**DOCUMENT TEXT**
* * * * *

Order Code RS21185
March 27, 2002
CRS Report for Congress
Received through the CRS Web
Trade Policymaking in the European Union:
Institutional Framework
Raymond J. Ahearn
Specialist in International Trade and Finance
Foreign Affairs, Defense, and Trade Division
Summary
Trade policy in the EU is made in the context of legal provisions provided by the
1957 Treaty of Rome. As part of this treaty, an institutional framework for the making
of trade policy — common commercial policy — was established. Despite relatively few
changes in the treaty base of the EU’s common commercial policy, its institutional
framework has evolved over time as the scope of what constitutes trade policy has
changed. The roles and functions of key institutions — the European Commission, the
Council of Ministers, subordinate bodies of the Council, the European Parliament, and
the European Court of Justice – are described in this report. The actual process of how
the EU makes trade policy is of growing interest to the United States as the EU
continues to play a larger and more assertive role in the world economy. This report will
be updated as events warrant.

* * * * *

**REQUESTS**
1. In the report summary on trade policymaking in the European Union, which treaty provides the legal provisions under which EU trade policy is made?
2. Continue the report on trade policymaking in the European Union from where its summary ends.

**GIVEN MATERIAL**
* * * * *

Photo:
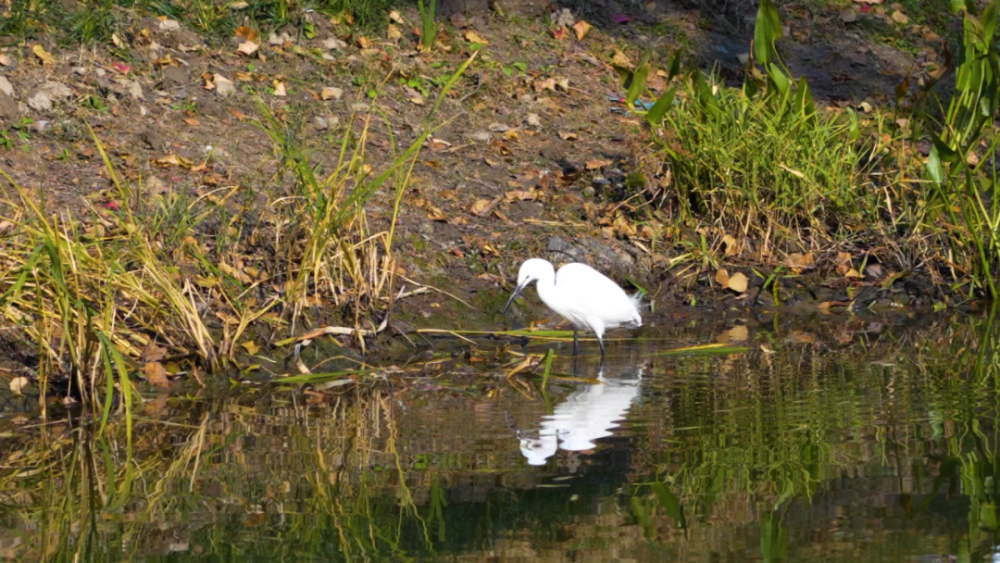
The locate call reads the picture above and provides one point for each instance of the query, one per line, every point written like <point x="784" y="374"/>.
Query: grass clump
<point x="167" y="285"/>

* * * * *

**RESPONSES PER TASK**
1. The 1957 Treaty of Rome.

2.
Background
The EU is a treaty-based institutional framework that defines and manages economic
and political cooperation among its fifteen members. Impetus for the formation of the EU
came in the aftermath of the devastation of World War II with the signing of several
treaties by six countries – Belgium, France, Germany, Italy, Luxembourg, and the
Netherlands.1 By agreeing to integrate their economies in matters of coal and steel
production, trade, and nuclear energy, Europe’s leaders hoped to achieve a closer union
among the people’s of Europe and avoid another war on the continent.
As a result of the 1957 “Rome Treaties,” the European Economic Community (EEC)
came into force in January 1958. The EEC was designed to merge separate national
markets into a single common market that provides free movement of goods, people,
capital, and services across borders. To provide for the free move movement of goods,
1 Denmark, Ireland, and the United Kingdom joined the original six members in 1973; Greece
joined in 1981; Spain and Portugal followed in 1986; and Austria, Finland, and Sweden became
members in 1995.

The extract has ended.